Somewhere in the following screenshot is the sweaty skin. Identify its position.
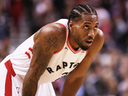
[22,24,65,96]
[22,15,104,96]
[61,15,104,96]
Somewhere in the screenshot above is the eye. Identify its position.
[85,25,89,29]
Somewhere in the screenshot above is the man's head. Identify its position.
[68,4,98,50]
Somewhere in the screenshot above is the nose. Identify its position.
[88,30,95,38]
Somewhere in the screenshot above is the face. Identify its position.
[69,15,98,50]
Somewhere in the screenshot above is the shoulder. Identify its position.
[34,23,66,52]
[88,29,105,55]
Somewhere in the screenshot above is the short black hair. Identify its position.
[69,4,97,22]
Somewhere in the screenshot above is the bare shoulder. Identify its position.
[89,29,105,55]
[34,23,66,52]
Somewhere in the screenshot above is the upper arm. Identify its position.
[27,24,65,81]
[69,29,104,79]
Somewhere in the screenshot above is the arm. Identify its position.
[22,24,65,96]
[62,30,104,96]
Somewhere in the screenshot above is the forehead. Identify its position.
[81,14,98,23]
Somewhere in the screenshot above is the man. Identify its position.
[0,4,104,96]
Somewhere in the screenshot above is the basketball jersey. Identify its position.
[4,19,87,85]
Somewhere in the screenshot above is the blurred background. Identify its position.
[0,0,128,96]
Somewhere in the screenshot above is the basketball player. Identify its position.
[0,4,104,96]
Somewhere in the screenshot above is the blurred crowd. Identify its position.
[0,0,128,96]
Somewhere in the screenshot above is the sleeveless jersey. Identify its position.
[4,19,87,85]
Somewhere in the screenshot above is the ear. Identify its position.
[68,21,74,31]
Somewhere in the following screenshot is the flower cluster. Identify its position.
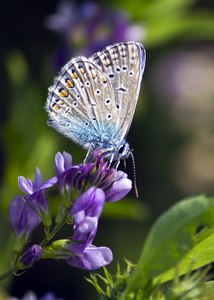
[10,150,132,270]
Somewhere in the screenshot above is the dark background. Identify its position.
[0,0,214,299]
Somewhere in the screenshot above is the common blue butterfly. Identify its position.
[46,42,146,161]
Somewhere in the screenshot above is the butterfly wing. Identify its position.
[90,42,146,144]
[46,57,117,148]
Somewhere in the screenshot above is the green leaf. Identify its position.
[122,196,214,299]
[102,198,149,220]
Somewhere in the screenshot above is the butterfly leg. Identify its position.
[83,143,94,163]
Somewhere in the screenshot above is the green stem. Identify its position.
[118,265,144,300]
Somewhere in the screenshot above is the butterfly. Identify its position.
[46,42,146,161]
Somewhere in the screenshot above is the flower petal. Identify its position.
[106,178,132,202]
[67,245,113,271]
[18,176,33,195]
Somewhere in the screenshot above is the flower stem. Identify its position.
[0,265,19,281]
[40,215,67,247]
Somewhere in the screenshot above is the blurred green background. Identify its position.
[0,0,214,299]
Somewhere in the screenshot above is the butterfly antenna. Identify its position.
[130,152,139,198]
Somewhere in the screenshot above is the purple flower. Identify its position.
[18,168,57,226]
[9,196,41,238]
[55,149,132,202]
[21,245,42,267]
[67,245,113,271]
[106,171,132,202]
[70,187,105,253]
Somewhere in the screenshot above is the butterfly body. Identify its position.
[46,42,145,160]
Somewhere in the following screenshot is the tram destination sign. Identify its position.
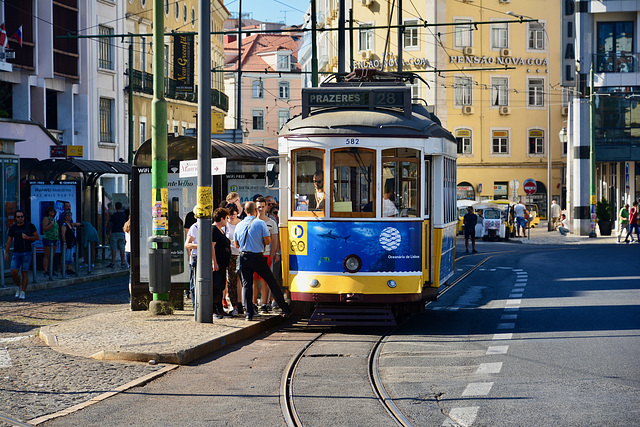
[302,87,411,117]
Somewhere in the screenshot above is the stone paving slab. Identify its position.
[39,309,284,365]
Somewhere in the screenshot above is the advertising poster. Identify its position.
[289,221,422,274]
[132,173,197,283]
[29,181,80,251]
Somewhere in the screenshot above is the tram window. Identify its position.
[382,148,420,217]
[291,149,326,216]
[331,147,375,218]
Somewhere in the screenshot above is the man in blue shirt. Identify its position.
[233,202,292,320]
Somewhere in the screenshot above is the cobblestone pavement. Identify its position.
[0,277,168,421]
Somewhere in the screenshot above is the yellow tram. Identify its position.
[267,73,458,324]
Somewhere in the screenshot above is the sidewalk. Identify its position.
[10,222,624,364]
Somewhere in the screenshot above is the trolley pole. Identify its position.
[193,0,214,323]
[149,0,173,314]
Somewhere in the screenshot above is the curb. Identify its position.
[38,316,286,365]
[0,270,129,297]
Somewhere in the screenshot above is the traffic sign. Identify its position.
[522,178,538,195]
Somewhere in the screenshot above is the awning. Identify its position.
[28,158,131,185]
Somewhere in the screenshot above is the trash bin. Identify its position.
[147,236,171,294]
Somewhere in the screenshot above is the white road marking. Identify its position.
[0,348,13,368]
[476,362,502,374]
[498,323,516,329]
[487,345,509,355]
[442,406,480,427]
[462,383,493,396]
[492,333,513,340]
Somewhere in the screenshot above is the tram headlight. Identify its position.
[342,255,362,273]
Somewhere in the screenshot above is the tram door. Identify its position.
[382,148,420,218]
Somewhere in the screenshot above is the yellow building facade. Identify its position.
[318,0,567,217]
[125,0,229,150]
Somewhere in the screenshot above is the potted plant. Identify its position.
[596,197,613,236]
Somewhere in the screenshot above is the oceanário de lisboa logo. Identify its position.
[379,227,402,251]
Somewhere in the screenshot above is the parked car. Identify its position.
[473,202,511,240]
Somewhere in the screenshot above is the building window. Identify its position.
[278,82,289,99]
[98,25,113,70]
[491,130,509,154]
[491,22,509,49]
[453,77,473,106]
[404,19,420,48]
[527,79,544,107]
[251,80,264,98]
[491,77,509,106]
[251,110,264,130]
[453,19,473,47]
[100,98,113,142]
[596,22,638,73]
[528,129,544,155]
[278,110,291,130]
[528,22,545,50]
[456,129,471,154]
[140,37,147,73]
[358,24,373,51]
[278,54,291,71]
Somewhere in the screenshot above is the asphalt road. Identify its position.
[2,243,640,427]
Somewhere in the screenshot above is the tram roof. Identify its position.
[280,105,456,142]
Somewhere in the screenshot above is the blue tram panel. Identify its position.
[289,221,422,275]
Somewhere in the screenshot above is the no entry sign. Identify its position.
[522,178,538,195]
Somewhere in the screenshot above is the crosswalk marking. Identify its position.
[462,382,493,396]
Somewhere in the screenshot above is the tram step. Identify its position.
[309,306,396,326]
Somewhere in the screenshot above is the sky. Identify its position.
[224,0,309,25]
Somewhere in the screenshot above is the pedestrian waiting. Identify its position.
[558,214,569,236]
[4,210,40,299]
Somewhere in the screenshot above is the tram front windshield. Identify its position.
[291,147,421,218]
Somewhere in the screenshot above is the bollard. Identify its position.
[31,245,38,283]
[147,236,173,315]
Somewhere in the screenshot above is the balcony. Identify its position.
[126,70,229,112]
[594,52,640,73]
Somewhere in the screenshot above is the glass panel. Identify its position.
[331,148,375,216]
[382,148,420,217]
[293,150,325,215]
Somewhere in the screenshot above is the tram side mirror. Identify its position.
[266,157,279,188]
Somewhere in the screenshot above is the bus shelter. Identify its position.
[130,136,278,311]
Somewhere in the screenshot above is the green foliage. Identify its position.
[596,197,613,222]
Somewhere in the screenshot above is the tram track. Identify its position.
[280,255,495,427]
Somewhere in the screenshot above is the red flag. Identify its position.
[12,25,22,47]
[0,22,9,47]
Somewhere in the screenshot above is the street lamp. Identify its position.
[506,11,553,231]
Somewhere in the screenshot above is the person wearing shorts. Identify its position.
[4,210,40,299]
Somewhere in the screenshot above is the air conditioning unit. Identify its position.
[500,106,511,116]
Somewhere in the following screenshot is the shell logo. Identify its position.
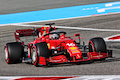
[70,47,77,50]
[47,43,50,49]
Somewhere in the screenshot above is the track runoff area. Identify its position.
[0,1,120,80]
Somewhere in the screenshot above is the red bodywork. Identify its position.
[15,27,111,65]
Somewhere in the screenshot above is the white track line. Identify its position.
[0,12,120,26]
[13,24,120,32]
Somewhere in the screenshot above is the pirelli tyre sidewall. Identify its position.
[31,42,50,67]
[4,42,24,64]
[88,37,107,53]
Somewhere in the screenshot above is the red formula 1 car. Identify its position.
[4,23,112,66]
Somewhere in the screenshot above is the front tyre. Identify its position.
[4,42,24,64]
[31,42,50,67]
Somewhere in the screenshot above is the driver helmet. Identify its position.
[50,31,59,39]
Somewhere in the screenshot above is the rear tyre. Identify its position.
[88,37,107,53]
[31,42,49,67]
[4,42,24,64]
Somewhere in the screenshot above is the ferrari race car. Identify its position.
[4,23,112,66]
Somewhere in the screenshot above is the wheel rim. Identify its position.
[5,48,8,60]
[32,49,37,63]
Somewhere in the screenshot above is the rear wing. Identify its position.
[15,28,41,42]
[15,26,56,42]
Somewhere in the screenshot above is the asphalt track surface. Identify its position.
[0,0,120,76]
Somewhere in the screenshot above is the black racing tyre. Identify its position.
[4,42,24,64]
[88,37,107,53]
[31,42,50,67]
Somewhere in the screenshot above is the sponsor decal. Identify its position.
[66,43,75,46]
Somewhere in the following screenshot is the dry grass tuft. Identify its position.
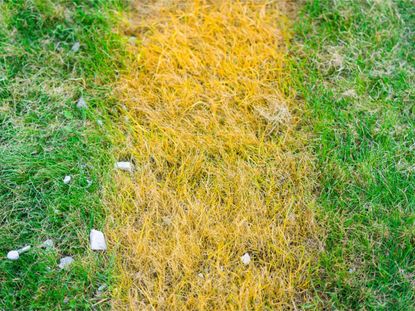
[109,1,316,310]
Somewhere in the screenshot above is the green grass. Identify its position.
[0,0,123,310]
[295,0,415,310]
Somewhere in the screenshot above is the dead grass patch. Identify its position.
[110,1,316,310]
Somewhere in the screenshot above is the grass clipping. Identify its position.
[109,1,315,310]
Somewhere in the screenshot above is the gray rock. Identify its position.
[59,256,74,269]
[71,41,81,53]
[89,229,107,251]
[76,96,88,109]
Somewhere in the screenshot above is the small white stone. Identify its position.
[115,162,134,173]
[71,41,81,53]
[76,96,88,109]
[86,179,92,188]
[89,229,107,251]
[162,216,172,226]
[241,253,251,266]
[96,284,107,297]
[342,89,357,97]
[40,239,54,248]
[17,245,32,254]
[63,175,72,185]
[7,251,20,260]
[59,256,74,269]
[128,36,137,45]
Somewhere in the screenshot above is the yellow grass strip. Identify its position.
[109,0,316,310]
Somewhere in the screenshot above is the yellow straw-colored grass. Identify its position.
[108,0,316,310]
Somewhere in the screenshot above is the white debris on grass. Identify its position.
[342,89,357,97]
[17,245,32,254]
[7,245,31,260]
[162,216,172,226]
[71,41,81,53]
[241,253,251,266]
[89,229,107,251]
[96,284,107,297]
[115,162,134,173]
[76,96,88,109]
[59,256,74,269]
[40,239,55,248]
[128,36,137,45]
[86,179,92,188]
[7,251,20,260]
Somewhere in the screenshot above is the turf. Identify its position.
[0,0,123,310]
[107,1,317,310]
[293,0,415,310]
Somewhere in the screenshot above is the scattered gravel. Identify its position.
[7,251,20,260]
[76,96,88,109]
[59,256,74,269]
[71,41,81,53]
[115,162,134,173]
[89,229,107,251]
[63,175,72,185]
[241,253,251,266]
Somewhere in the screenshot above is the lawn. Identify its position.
[0,0,415,310]
[293,0,415,310]
[0,0,123,310]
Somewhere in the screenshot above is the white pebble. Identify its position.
[115,162,134,173]
[241,253,251,266]
[17,245,32,254]
[59,256,74,269]
[7,251,20,260]
[89,229,107,251]
[76,96,88,109]
[63,175,72,185]
[40,239,54,248]
[71,41,81,52]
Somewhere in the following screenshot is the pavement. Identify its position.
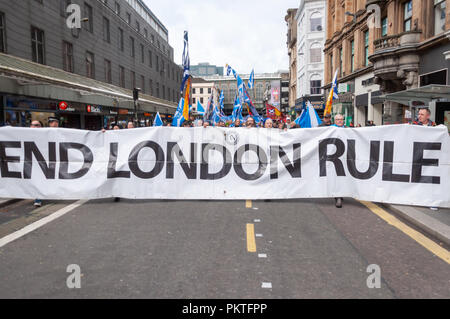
[386,205,450,247]
[0,199,450,299]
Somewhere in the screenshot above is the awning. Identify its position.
[381,84,450,106]
[0,53,177,113]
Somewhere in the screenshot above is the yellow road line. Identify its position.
[247,224,256,253]
[360,201,450,264]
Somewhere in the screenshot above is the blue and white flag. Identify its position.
[295,101,322,128]
[153,112,164,126]
[180,31,191,94]
[248,70,255,89]
[172,98,185,127]
[197,101,205,115]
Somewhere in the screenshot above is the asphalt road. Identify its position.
[0,199,450,299]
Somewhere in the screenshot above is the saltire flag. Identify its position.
[219,90,225,113]
[266,103,282,120]
[248,70,255,89]
[172,97,184,127]
[294,101,322,128]
[203,90,214,121]
[323,69,339,116]
[197,101,205,115]
[180,31,191,94]
[153,112,163,126]
[231,96,242,127]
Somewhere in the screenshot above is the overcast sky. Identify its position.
[144,0,300,74]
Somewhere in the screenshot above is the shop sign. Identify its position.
[58,101,68,111]
[86,105,102,113]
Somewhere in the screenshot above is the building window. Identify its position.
[310,77,322,94]
[434,0,447,35]
[119,66,125,88]
[105,59,112,83]
[403,0,412,32]
[86,51,95,79]
[59,0,71,17]
[31,27,45,64]
[103,17,111,43]
[364,30,369,66]
[0,12,6,52]
[83,2,94,33]
[381,17,388,37]
[130,71,136,89]
[130,37,134,58]
[350,40,355,72]
[309,43,322,63]
[310,13,323,31]
[63,41,73,72]
[119,28,123,52]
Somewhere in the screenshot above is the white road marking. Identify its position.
[0,199,88,248]
[261,282,272,289]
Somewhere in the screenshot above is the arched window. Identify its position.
[309,12,323,32]
[309,73,322,95]
[309,42,322,63]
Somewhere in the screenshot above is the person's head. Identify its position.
[245,116,255,127]
[334,114,344,126]
[30,120,42,128]
[264,119,273,128]
[419,108,431,124]
[48,117,59,127]
[323,113,331,124]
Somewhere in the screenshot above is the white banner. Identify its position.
[0,125,450,207]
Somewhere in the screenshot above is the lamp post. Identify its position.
[133,88,141,125]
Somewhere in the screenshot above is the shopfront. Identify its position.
[2,95,124,131]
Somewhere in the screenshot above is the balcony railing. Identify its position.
[373,34,400,51]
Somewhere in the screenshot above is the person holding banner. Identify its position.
[412,107,436,126]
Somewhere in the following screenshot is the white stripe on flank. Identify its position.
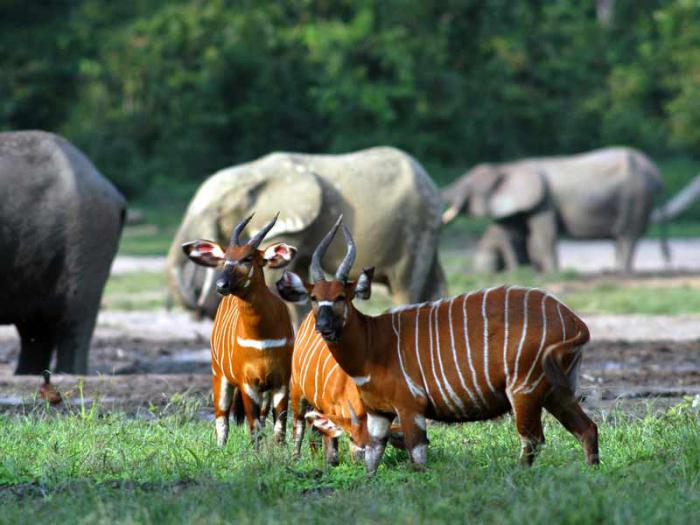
[447,297,478,405]
[464,292,486,406]
[428,302,456,412]
[351,375,372,386]
[508,290,532,387]
[321,363,338,398]
[292,317,309,382]
[314,350,332,406]
[513,294,549,393]
[481,288,496,394]
[391,314,425,397]
[416,308,437,406]
[236,335,288,350]
[301,332,325,389]
[435,299,465,415]
[503,288,510,385]
[522,297,581,394]
[293,316,314,382]
[243,383,262,405]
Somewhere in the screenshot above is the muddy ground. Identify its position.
[0,330,700,417]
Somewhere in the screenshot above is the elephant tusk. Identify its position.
[442,206,459,224]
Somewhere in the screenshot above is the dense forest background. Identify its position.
[0,0,700,197]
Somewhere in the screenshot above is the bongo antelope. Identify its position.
[182,214,296,446]
[289,312,403,465]
[277,219,598,473]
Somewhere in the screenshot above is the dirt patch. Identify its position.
[0,337,700,417]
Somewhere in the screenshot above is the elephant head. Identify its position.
[166,154,322,317]
[442,164,546,224]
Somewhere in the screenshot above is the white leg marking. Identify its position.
[463,293,486,406]
[481,288,496,394]
[447,297,478,404]
[219,376,233,412]
[216,416,228,447]
[391,314,425,397]
[557,301,566,340]
[243,383,262,405]
[411,443,428,465]
[367,413,391,439]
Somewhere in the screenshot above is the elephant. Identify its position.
[166,147,445,321]
[474,222,531,273]
[442,147,668,272]
[0,131,126,374]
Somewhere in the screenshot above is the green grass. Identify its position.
[102,272,168,310]
[559,283,700,315]
[0,398,700,524]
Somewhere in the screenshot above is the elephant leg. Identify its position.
[527,211,559,272]
[474,224,510,273]
[418,252,447,301]
[615,237,637,273]
[56,309,97,374]
[15,321,56,375]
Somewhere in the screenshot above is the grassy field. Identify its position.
[0,398,700,524]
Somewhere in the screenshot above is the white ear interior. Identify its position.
[190,243,225,259]
[355,272,372,300]
[263,242,296,261]
[304,410,343,438]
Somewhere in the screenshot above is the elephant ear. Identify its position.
[489,167,546,219]
[216,153,323,240]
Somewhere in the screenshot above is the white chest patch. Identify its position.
[352,376,371,386]
[236,337,287,350]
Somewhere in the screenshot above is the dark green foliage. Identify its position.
[0,0,700,196]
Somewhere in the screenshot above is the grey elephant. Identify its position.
[443,147,668,272]
[0,131,126,374]
[166,143,445,317]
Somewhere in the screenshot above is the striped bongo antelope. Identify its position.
[182,214,296,446]
[290,312,403,465]
[277,220,598,473]
[290,313,369,465]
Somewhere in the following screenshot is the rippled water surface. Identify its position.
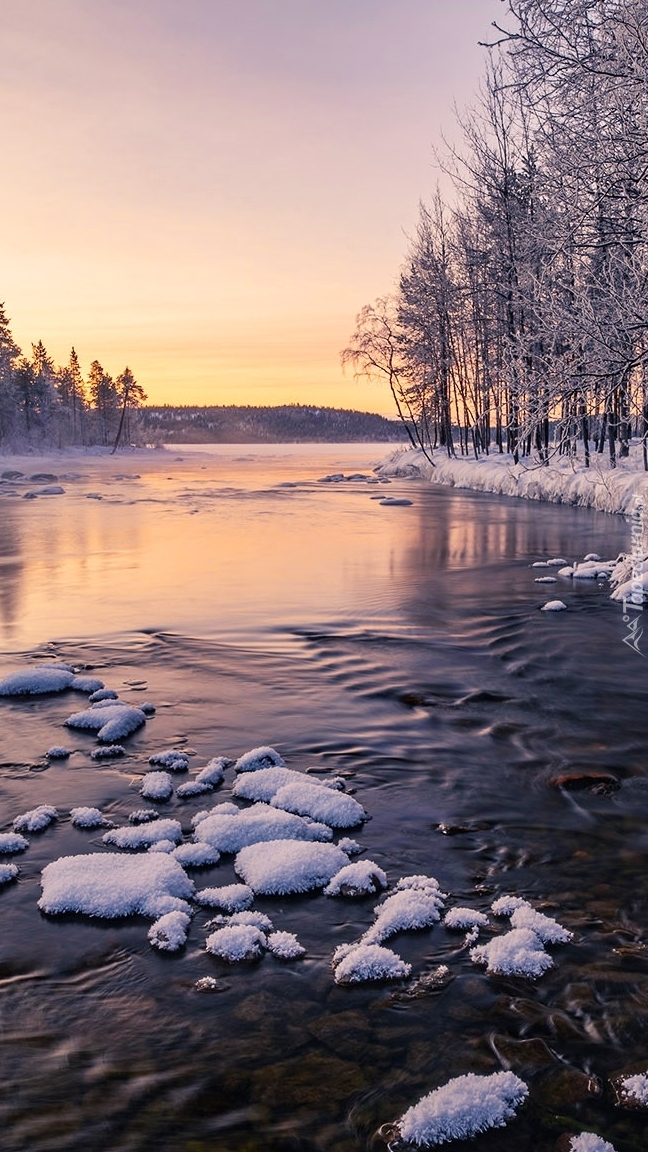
[0,445,648,1152]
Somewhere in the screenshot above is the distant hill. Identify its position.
[140,404,406,444]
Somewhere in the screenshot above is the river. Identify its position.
[0,445,648,1152]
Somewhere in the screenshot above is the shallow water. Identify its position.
[0,446,648,1152]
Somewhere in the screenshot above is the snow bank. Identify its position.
[234,746,286,772]
[196,884,255,912]
[140,772,173,801]
[195,804,329,857]
[65,700,146,744]
[0,832,29,856]
[0,665,74,696]
[38,852,194,919]
[148,911,191,952]
[205,924,266,964]
[570,1132,616,1152]
[234,843,348,896]
[69,808,108,828]
[333,942,412,984]
[270,779,367,828]
[101,820,182,848]
[324,849,387,896]
[398,1073,529,1147]
[470,929,553,979]
[376,448,648,515]
[14,804,59,832]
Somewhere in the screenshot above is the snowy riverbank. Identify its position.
[377,448,648,516]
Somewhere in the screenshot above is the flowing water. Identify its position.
[0,445,648,1152]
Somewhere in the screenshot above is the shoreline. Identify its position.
[376,448,648,516]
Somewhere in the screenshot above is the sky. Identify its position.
[0,0,505,415]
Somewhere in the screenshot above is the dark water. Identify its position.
[0,448,648,1152]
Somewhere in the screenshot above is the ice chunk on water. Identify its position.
[65,700,146,744]
[470,929,553,979]
[324,849,387,896]
[70,808,108,828]
[234,745,286,772]
[333,942,412,984]
[148,911,191,952]
[196,884,254,912]
[205,924,266,964]
[14,804,59,832]
[0,864,20,884]
[234,840,347,895]
[268,932,306,960]
[0,832,29,856]
[140,772,173,801]
[38,852,194,919]
[195,804,332,852]
[0,665,74,696]
[398,1073,529,1147]
[271,780,367,828]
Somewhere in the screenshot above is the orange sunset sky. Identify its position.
[0,0,505,415]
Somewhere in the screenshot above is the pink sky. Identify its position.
[0,0,505,414]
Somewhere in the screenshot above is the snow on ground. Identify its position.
[376,448,648,515]
[63,700,146,744]
[101,820,182,848]
[397,1073,529,1147]
[270,780,367,828]
[195,804,332,857]
[38,852,194,919]
[234,840,348,896]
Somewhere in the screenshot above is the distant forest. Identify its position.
[342,0,648,469]
[140,404,406,444]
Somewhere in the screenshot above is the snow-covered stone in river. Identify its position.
[69,808,110,828]
[88,688,119,704]
[69,676,104,696]
[324,849,387,896]
[65,700,146,744]
[196,884,255,912]
[470,929,553,979]
[443,908,490,930]
[0,832,29,856]
[140,772,173,801]
[270,780,367,828]
[173,841,220,867]
[362,888,443,943]
[234,745,286,772]
[234,840,348,896]
[511,904,572,943]
[90,744,126,760]
[568,1132,617,1152]
[149,748,189,772]
[205,924,268,964]
[0,665,74,696]
[268,932,306,960]
[13,804,59,832]
[38,852,194,919]
[195,804,332,852]
[101,820,182,848]
[232,767,303,803]
[333,941,412,984]
[148,911,191,952]
[397,1071,529,1147]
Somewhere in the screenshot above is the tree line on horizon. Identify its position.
[0,304,146,449]
[341,0,648,469]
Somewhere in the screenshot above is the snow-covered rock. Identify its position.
[397,1073,529,1147]
[234,840,348,896]
[38,852,194,919]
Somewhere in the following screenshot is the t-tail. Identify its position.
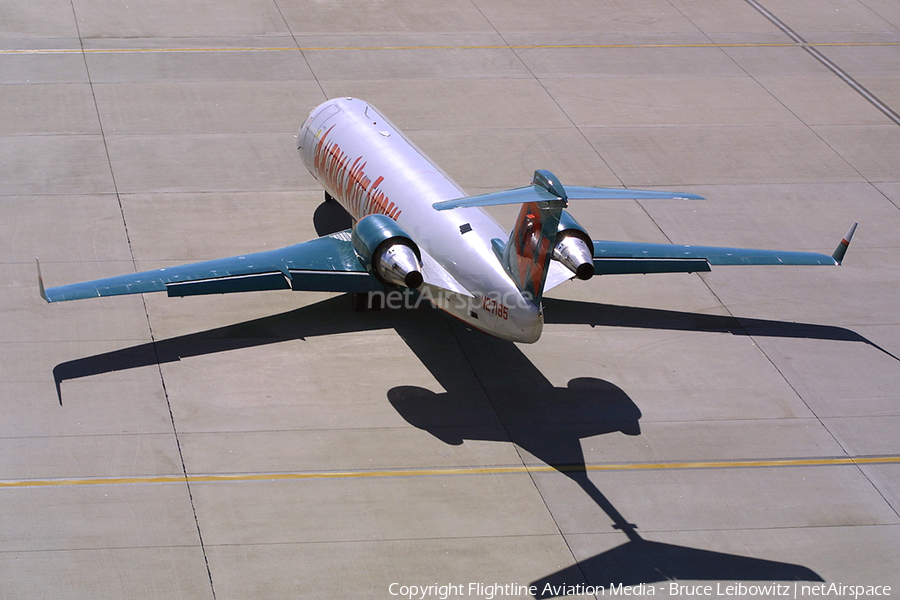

* Direction *
Give the rows from the line with "Somewhere in the screenshot above is the tram side" up to and including the line with "[130,136,278,311]" as a JSON list of strings, one string per line and no blank lines.

* Full response *
[
  "Somewhere in the screenshot above is the tram side mirror. Identify its position.",
  "[266,157,279,188]",
  "Somewhere in the screenshot above is the bus shelter. Identify its position.",
  "[130,136,278,311]"
]